Eric Cantona: "Ich bin ein Spieler"

Eric Cantona im Gespräch mit Holger Hettinger · 03.11.2009
Mit dem Fußball und der Schauspielerei habe er zwei Leidenschaften, die eines verbinde: beides seien Spiele, bei denen es um Emotionen gehe, und er sei ein Spieler, sagt der Ex-Manchester-United-Fußballer Eric Cantona zu seinem Film "Looking for Eric", der ab morgen in die deutschen Kinos kommt.
Susanne Führer: Auch wer kein Fußballfan ist, hat sicher schon mal von dem französischen Fußballspieler Zinédine Zidane gehört – spätestens seit seinem Kopfstoß bei der WM 2006 gegen den italienischen Spieler Materazzi. Dieses Foul machte ihn weit über die Fußballwelt hinaus berühmt. Ähnlich liegt der Fall bei Eric Cantona. Der Franzose spielte rund zehn Jahre zuvor, nämlich in den 90er-Jahren, in England und wurde allseits bekannt, als er einem Zuschauer im Kung-Fu-Stil mit den Füßen gegen die Brust trat. Heute ist Zidane Eigentümer eines Fußballvereins und Cantona ist Schauspieler. Übermorgen kommt der Film "Looking for Eric" in unsere Kinos.

Noemi Schneider über den Fußballer Eric Cantona in einem Film von Ken Loach, "Looking for Eric". Und das haben wir auch getan, und Eric Cantona dann auch gefunden, nämlich in Berlin. Mein Kollege Holger Hettinger hat mit ihm über Fußball, Film und ganz am Ende auch über Fischkutter gesprochen.

__Arbeitsdaten__:

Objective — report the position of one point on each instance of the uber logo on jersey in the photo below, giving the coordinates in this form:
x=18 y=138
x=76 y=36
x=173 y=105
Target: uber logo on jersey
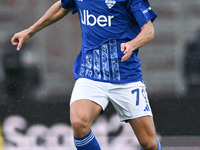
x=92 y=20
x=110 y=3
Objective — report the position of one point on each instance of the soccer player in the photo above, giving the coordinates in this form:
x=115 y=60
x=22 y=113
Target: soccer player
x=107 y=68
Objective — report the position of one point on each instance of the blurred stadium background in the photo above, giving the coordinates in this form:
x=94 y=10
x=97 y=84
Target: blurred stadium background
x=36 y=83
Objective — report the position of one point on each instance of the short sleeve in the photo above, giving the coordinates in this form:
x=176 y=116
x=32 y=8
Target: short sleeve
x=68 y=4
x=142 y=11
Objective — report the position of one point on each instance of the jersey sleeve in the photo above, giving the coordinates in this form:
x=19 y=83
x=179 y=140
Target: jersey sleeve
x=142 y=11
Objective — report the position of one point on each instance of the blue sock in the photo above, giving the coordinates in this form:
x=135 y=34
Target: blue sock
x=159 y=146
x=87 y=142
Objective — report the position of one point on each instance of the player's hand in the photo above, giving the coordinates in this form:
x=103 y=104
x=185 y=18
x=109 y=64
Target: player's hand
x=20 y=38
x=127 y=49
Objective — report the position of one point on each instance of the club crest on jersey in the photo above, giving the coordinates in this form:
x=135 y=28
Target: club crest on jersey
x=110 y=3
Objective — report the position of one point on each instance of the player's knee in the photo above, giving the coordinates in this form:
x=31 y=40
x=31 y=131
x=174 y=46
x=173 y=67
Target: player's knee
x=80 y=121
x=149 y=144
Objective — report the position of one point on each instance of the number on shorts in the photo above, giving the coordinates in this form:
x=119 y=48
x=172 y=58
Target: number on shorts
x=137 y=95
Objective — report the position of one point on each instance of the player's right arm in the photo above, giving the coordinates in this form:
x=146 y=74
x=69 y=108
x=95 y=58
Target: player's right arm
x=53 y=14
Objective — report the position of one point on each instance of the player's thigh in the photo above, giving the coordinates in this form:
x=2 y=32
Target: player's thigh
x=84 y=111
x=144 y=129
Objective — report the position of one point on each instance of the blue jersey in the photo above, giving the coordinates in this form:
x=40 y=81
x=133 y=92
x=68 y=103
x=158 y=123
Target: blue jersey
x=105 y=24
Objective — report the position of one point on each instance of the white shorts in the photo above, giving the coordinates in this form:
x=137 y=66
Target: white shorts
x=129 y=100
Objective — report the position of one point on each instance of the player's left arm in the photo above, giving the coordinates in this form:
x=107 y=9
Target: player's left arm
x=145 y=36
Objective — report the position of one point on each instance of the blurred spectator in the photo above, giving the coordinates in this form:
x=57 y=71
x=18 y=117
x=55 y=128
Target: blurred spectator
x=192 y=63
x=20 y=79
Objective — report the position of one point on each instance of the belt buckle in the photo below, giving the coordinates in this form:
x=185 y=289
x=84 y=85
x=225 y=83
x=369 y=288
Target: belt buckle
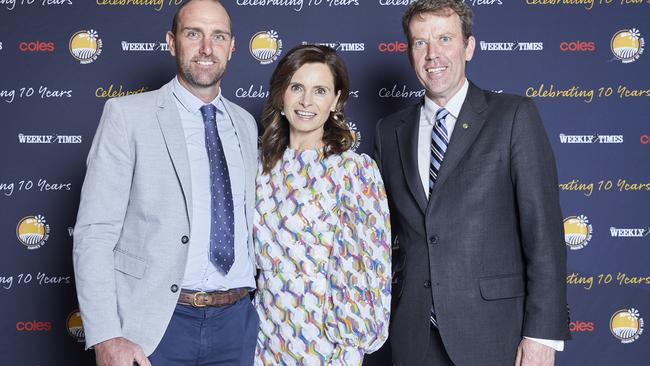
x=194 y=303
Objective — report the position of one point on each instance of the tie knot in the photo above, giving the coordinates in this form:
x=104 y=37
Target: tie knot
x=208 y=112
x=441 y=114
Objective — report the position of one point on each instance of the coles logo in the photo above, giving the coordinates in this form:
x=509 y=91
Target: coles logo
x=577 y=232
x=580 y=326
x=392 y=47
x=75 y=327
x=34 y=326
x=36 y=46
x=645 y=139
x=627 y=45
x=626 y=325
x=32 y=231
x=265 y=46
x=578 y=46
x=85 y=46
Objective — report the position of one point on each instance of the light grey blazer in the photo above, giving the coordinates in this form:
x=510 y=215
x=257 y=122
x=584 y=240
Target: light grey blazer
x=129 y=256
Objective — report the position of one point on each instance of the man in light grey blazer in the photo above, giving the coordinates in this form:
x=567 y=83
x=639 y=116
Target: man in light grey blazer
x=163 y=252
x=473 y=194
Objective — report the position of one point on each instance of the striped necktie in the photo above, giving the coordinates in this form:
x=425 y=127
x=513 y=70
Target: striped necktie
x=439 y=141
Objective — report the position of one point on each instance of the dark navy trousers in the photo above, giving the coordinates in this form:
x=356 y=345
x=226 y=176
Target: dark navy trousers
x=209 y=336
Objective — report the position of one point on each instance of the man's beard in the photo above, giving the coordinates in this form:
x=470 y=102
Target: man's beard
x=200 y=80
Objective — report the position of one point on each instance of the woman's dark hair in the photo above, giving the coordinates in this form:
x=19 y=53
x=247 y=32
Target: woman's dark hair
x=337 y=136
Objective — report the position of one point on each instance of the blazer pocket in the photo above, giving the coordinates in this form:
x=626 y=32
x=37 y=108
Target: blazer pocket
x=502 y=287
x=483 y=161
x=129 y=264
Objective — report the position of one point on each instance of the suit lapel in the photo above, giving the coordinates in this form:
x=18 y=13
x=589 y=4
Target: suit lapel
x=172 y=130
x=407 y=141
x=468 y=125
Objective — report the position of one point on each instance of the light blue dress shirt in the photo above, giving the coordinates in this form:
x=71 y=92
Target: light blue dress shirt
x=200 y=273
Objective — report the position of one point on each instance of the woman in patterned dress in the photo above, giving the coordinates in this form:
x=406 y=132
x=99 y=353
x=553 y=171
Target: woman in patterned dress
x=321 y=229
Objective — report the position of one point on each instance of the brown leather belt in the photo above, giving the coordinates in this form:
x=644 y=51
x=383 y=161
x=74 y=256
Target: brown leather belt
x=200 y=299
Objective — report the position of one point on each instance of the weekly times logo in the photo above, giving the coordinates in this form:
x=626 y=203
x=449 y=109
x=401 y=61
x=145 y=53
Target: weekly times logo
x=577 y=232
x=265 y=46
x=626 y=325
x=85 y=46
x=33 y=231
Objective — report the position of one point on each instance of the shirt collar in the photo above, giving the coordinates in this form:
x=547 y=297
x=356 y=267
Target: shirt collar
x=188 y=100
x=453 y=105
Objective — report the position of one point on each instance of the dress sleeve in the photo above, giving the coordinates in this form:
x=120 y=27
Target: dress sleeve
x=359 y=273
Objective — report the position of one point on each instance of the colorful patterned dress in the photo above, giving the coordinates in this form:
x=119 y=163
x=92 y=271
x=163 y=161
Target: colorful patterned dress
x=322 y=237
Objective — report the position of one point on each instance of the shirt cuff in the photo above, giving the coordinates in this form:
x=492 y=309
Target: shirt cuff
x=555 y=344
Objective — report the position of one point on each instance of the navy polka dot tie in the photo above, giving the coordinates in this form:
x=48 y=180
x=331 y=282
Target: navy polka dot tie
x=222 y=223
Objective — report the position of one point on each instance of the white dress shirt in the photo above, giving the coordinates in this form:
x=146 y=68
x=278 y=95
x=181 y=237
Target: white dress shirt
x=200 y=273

__Was zu tun ist__:
• A. Zitiere bitte wortgetreu den Teil der Zeilen, der mit der Zeile beginnt, die „the white dress“ enthält, und mit dem Ende der Zeilen schließt. Beide Grenzen sind eingeschlossen.
• B. Führe den Text über Eric Cantona im Anschluss an seinen letzten Satz fort.

__Ergebnisse der Aufgaben__:
• A.
Objective — report the position of one point on each instance of the white dress shirt in the photo above, giving the coordinates in this form:
x=146 y=68
x=278 y=95
x=181 y=237
Target: white dress shirt
x=200 y=273

• B.
Holger Hettinger: Glückwunsch, Eric Cantona! Ihre Trompetenkenntnisse, die Sie in dem Film "Looking for Eric" zeigen, sind sehr, sehr beachtlich. Wie kam’s dazu?

Eric Cantona: Das war in der Zeit, als ich für Manchester gespielt habe und eine neunmonatige Sperre abzusitzen hatte, und in dieser Zeit habe ich sehr, sehr viel trainiert, eigentlich mehr denn je. Aber am Sonntag hatte ich ja dann spielfrei und da brauchte ich auch ein neues Ziel für mich. Und Trompetespielen war dann eins dieser Ziele. Ich muss natürlich dazusagen, dass diese Sperre damals durchaus berechtigt war, aber man braucht dann eben ein Ziel. Und vielleicht habe ich jetzt nicht so große Fortschritte mit der Trompete gemacht, aber es war eben dieses Ziel, was über das Training hinaus dann noch hatte, weil es ist ja schwer, wenn man eine so lange Zeit nicht spielen darf.

Hettinger: Eine der schönsten Szenen in diesem Film "Looking for Eric", Eric Cantona, ist die, als sich die alten Fußballkumpels um den Postboten Eric Bishop zusammenrotten, um diesen Kriminellen, die gerade dabei sind, die Söhne dieses Postboten hier ins Milieu abgleiten zu leiten, die sie versuchen zu verführen, um denen eine Lektion zu erteilen. Und die ganze Bande chartert sich dann Busse, fährt zum Haus dieses Kriminellen und legt dort alles in Trümmer. Und das Lustige ist, sie tun das alle und haben Eric-Cantona-Masken auf. Und am Ende, als sie die Masken dann abziehen, dann sieht man hinter einer dieser Masken, da sind Sie, Eric Cantona. Wie hat sich das angefühlt für Eric Cantona mit einer Eric-Cantona-Maske zu spielen?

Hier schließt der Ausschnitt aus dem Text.